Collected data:
■ ■ ■ ■ ■

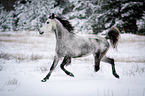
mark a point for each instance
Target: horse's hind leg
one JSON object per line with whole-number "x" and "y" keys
{"x": 97, "y": 61}
{"x": 98, "y": 56}
{"x": 111, "y": 61}
{"x": 55, "y": 62}
{"x": 66, "y": 61}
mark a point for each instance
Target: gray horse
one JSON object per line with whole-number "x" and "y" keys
{"x": 70, "y": 45}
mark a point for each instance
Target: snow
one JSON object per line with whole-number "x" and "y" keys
{"x": 25, "y": 59}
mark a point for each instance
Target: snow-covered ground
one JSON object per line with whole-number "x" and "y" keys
{"x": 25, "y": 59}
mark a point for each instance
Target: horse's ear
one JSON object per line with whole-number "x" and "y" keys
{"x": 52, "y": 16}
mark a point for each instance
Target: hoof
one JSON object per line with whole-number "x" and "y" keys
{"x": 97, "y": 69}
{"x": 44, "y": 80}
{"x": 116, "y": 75}
{"x": 70, "y": 74}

■ ■ ■ ■ ■

Each line of the entries above that has the word "Target" is to be copied.

• _Solution to this problem_
Target: horse's hind leg
Target: gray horse
Target: snow
Target: snow-covered ground
Target: horse's ear
Target: hoof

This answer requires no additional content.